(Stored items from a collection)

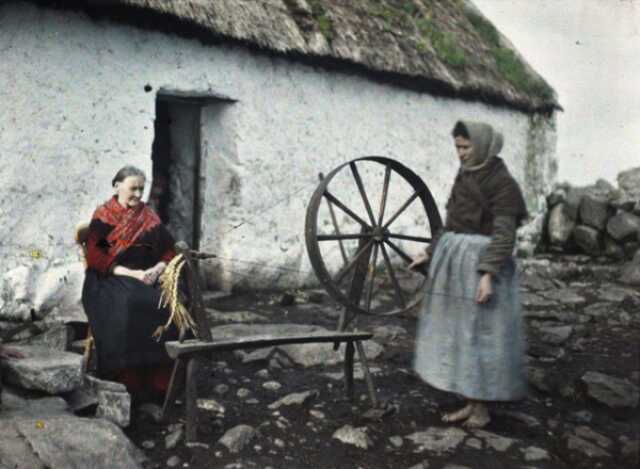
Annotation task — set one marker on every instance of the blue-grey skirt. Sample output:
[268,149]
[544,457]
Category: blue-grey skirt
[474,350]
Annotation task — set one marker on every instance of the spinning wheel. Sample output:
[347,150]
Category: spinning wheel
[358,249]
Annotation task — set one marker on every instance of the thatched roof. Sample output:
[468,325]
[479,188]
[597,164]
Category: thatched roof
[445,47]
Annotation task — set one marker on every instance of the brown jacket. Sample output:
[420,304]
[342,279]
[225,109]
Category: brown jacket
[488,202]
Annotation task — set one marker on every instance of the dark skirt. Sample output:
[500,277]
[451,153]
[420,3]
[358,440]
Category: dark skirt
[123,314]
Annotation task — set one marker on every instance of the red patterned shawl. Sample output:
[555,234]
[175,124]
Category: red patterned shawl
[129,222]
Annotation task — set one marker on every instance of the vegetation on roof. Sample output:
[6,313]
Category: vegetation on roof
[440,46]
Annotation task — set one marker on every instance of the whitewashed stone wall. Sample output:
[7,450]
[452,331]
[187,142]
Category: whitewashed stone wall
[76,111]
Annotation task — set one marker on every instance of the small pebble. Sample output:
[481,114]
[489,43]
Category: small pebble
[148,444]
[271,385]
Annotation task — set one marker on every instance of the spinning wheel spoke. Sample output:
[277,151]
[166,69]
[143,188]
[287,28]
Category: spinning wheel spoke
[385,193]
[392,276]
[399,251]
[363,194]
[345,209]
[352,263]
[372,271]
[336,228]
[402,209]
[417,239]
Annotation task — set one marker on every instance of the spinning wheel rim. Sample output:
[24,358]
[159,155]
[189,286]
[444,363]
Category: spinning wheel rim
[379,232]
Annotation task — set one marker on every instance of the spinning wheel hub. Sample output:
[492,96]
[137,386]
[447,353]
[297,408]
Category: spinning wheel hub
[379,234]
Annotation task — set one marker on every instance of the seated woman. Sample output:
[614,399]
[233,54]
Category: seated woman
[128,248]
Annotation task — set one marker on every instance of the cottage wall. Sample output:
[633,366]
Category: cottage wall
[76,110]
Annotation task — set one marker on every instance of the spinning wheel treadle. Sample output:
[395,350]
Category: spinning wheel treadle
[378,234]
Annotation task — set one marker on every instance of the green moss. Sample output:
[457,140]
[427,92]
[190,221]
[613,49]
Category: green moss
[509,65]
[325,24]
[513,70]
[443,43]
[410,8]
[485,29]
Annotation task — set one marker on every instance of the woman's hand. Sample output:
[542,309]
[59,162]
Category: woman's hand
[151,275]
[137,274]
[419,261]
[485,288]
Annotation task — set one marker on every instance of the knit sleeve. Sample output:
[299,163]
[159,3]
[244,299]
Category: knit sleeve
[97,256]
[501,245]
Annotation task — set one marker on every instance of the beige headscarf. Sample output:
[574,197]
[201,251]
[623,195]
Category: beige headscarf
[487,143]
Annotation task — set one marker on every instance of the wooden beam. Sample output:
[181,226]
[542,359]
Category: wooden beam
[190,347]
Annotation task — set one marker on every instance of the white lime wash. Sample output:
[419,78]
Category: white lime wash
[76,110]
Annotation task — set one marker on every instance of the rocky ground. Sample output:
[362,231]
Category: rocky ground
[286,407]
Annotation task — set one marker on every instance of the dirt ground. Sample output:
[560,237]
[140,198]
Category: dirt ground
[557,407]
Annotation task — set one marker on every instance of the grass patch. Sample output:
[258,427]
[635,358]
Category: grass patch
[513,70]
[325,24]
[485,29]
[443,43]
[509,65]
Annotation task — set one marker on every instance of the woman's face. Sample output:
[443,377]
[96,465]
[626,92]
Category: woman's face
[129,191]
[464,149]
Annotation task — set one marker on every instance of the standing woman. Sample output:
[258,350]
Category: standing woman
[470,339]
[128,248]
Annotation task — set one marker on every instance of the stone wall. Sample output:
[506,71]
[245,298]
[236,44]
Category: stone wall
[83,97]
[600,220]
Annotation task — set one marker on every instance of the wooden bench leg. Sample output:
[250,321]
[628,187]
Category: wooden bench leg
[367,375]
[176,382]
[348,370]
[193,365]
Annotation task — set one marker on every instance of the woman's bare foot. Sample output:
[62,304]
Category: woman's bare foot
[459,415]
[479,417]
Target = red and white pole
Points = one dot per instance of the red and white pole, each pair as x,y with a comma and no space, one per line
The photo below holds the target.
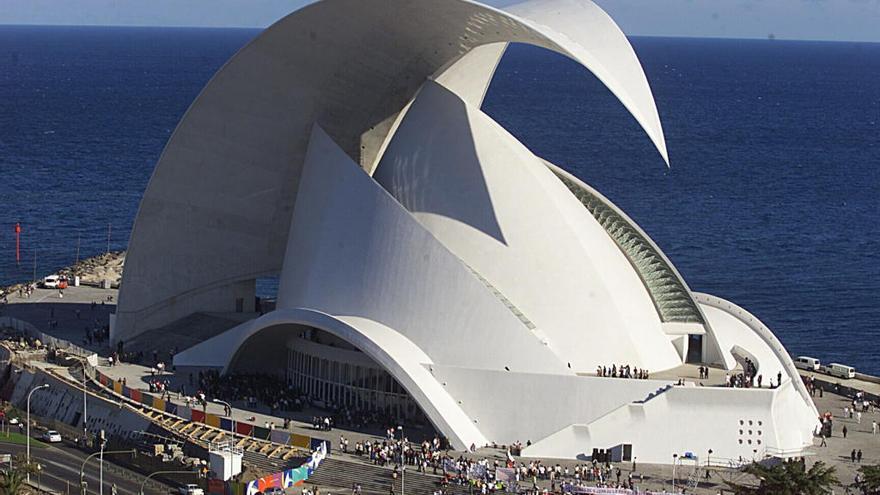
17,243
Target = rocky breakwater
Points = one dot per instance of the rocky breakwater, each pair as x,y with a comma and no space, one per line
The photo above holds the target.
94,270
91,271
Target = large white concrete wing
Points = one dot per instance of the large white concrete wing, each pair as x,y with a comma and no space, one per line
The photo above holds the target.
217,209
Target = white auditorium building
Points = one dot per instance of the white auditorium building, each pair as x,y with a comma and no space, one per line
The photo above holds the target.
428,262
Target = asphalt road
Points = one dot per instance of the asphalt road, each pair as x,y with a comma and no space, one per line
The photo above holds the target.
61,467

[EXERCISE AIM] Return each line exactly as written. Any picture gets left out.

[TASK SOLUTION]
Annotation task — set one marker on every instance of the blue-grey skirt. Sample output:
[268,149]
[544,457]
Category: blue-grey skirt
[474,350]
Annotation task — set one marker on every instance of the spinning wheel. Sample output:
[347,150]
Category: spinning wheel
[358,249]
Annotation task — set one marker on every instance of the thatched roof. Sample output:
[468,325]
[479,188]
[597,164]
Category: thatched roof
[445,47]
Annotation task — set one marker on every instance of the brown jacket. Sample output:
[420,304]
[342,279]
[225,109]
Category: brown jacket
[488,202]
Annotation task — set one marker on every instance of the dark skirt. Sample output:
[500,277]
[451,153]
[420,3]
[358,440]
Category: dark skirt
[123,314]
Annotation task — set one marker on every instance of the red patterned shawl. Sample output:
[555,234]
[175,124]
Category: red patterned shawl
[129,222]
Annotation task — set one marker on every instance of the vegetation on roof. Sample output:
[6,313]
Category: vegetation on roof
[440,46]
Annotation task — set one marker on every instance of the whitewashed stone wall. Sample output:
[7,450]
[452,331]
[187,142]
Category: whitewashed stone wall
[76,111]
Annotation task — set one marker on every instance of the small pebble. Sample output:
[481,114]
[489,43]
Category: small pebble
[148,444]
[271,385]
Annotation task — set one marker on every instance of the spinning wheel spoke. Sample output:
[277,151]
[166,69]
[143,188]
[287,28]
Category: spinning wheel spoke
[385,193]
[392,276]
[399,251]
[363,194]
[345,209]
[352,263]
[372,271]
[336,228]
[402,209]
[417,239]
Annotation task — set one marker on every instance of the spinning wheel rim. Sample output:
[24,358]
[159,155]
[189,286]
[444,363]
Category: spinning wheel rim
[379,232]
Annotation task — set one marker on every instance of the spinning wheel hub. Sample output:
[492,96]
[137,386]
[447,353]
[297,408]
Category: spinning wheel hub
[379,234]
Annotation task — set one marker on every instance of the seated woman. Sample output:
[614,399]
[233,54]
Category: seated woman
[128,248]
Annotation task — set one marker on every instance of the cottage wall. Sample output:
[633,366]
Category: cottage wall
[76,110]
Annotation task — set one marker on every instance of the spinning wheel treadle. Sample output:
[395,350]
Category: spinning wheel treadle
[378,234]
Annotation task — set one marker on every instance of the green moss. Sample output:
[457,140]
[427,92]
[190,221]
[613,49]
Category: green moss
[509,65]
[325,24]
[513,70]
[443,43]
[410,8]
[485,29]
Annotation task — set one marker on every instance of the woman's hand. Sample output:
[542,309]
[59,162]
Category: woman's hand
[151,275]
[137,274]
[419,261]
[485,288]
Annotation task — set one marker on every instance of the knit sleeve. Sample output:
[299,163]
[159,3]
[244,299]
Category: knit sleeve
[97,256]
[501,245]
Annotation task — set one marker on every instance of the beige headscarf. Sample output:
[574,197]
[201,251]
[623,195]
Category: beige headscarf
[487,143]
Annotation task — set one marker on every instance of the wooden beam. Sample output:
[181,226]
[542,359]
Category: wooden beam
[190,347]
Annotation task — set one marker on every instance of the white lime wash. Sample output:
[419,78]
Category: white lime wash
[76,110]
Annotation task — set one marker on every instance of the rocky ground. Sample output:
[362,231]
Category: rocky ground
[286,407]
Annotation task — set one marker on every instance of the dirt ground. Sample output:
[560,237]
[140,198]
Category: dirt ground
[557,407]
Annotation task — set one marker on every instance of the grass patch. Sample output:
[258,427]
[635,358]
Category: grass patch
[513,70]
[325,24]
[485,29]
[443,43]
[509,65]
Annotation task — set one marker on every instance of the woman's face. Sample output:
[443,377]
[96,465]
[626,92]
Category: woman's face
[129,191]
[464,149]
Annotation task — set one marker on every instance of the standing woman. Sample output:
[258,350]
Category: standing woman
[470,339]
[128,248]
Annotation task — set one marker on every instance of the stone wall. Sample output:
[506,71]
[245,298]
[236,44]
Category: stone wall
[83,97]
[600,220]
Annotation task — set one marker on every instance of the wooden bench leg. Sample output:
[250,321]
[628,187]
Category: wooden bench leg
[367,375]
[176,382]
[348,370]
[193,365]
Annotation task — set one marker on every instance of the woman's bare foot. Sample output:
[62,304]
Category: woman's bare foot
[459,415]
[479,417]
Target = red and white pole
Points = one dot per instance of the red and white pole, each pair as x,y with a comma and no space, one per line
The photo below holds the target.
17,243
Target = rocky breakwater
Points = one dot per instance of the rocky breakwater, each pair as x,y with a comma and no space, one per line
The photo above holds the target.
94,270
91,271
Target = large white concrete wing
Points = one dot per instance of the large white concrete wing, each pair as x,y with a comma and no space, one per line
The photo above holds the target.
217,209
Target = white auditorium building
Points = one dot per instance of the white auditorium building, each pair as x,y with a comma and no space, one per line
The photo above holds the target.
428,262
Target = asphalt road
Points = one dot per instance of the asphalt road, each pair as x,y with a comma and no space, one per line
The photo above holds the target.
61,467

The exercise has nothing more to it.